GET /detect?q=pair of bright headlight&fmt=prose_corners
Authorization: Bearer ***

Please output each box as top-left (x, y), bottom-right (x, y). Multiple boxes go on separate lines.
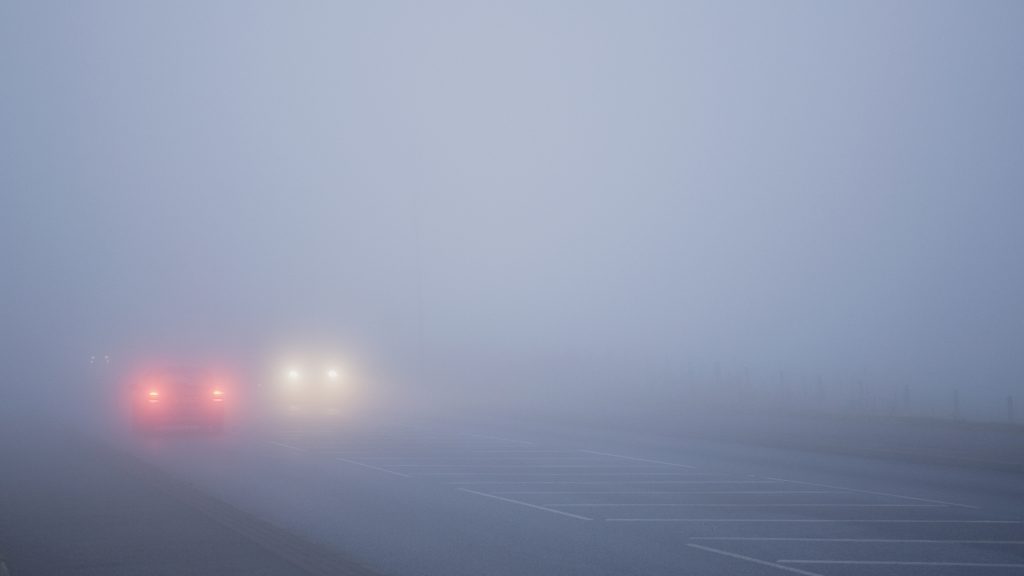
top-left (286, 368), bottom-right (341, 382)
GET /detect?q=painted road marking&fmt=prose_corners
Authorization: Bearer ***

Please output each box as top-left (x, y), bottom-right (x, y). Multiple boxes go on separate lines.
top-left (763, 477), bottom-right (978, 509)
top-left (544, 502), bottom-right (948, 508)
top-left (604, 518), bottom-right (1021, 525)
top-left (775, 560), bottom-right (1024, 568)
top-left (466, 434), bottom-right (534, 446)
top-left (690, 536), bottom-right (1024, 546)
top-left (445, 480), bottom-right (775, 485)
top-left (266, 440), bottom-right (306, 452)
top-left (493, 490), bottom-right (845, 496)
top-left (581, 450), bottom-right (696, 468)
top-left (459, 488), bottom-right (594, 520)
top-left (686, 542), bottom-right (822, 576)
top-left (335, 456), bottom-right (413, 478)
# # # # # # #
▶ [What is asked]:
Quote verbatim the lines of the records above, starting at the line with "GET /detect?q=painted road" and ending at the line with "top-left (775, 560), bottom-right (1024, 568)", including both of those lines.

▶ [Full solution]:
GET /detect?q=painted road marking&fmt=prose_corners
Authorization: Bearer ***

Please output each box as top-left (x, y), bottom-right (x, y). Multiple boxes go on separate lines.
top-left (763, 477), bottom-right (978, 509)
top-left (544, 502), bottom-right (948, 508)
top-left (604, 518), bottom-right (1021, 525)
top-left (775, 560), bottom-right (1024, 568)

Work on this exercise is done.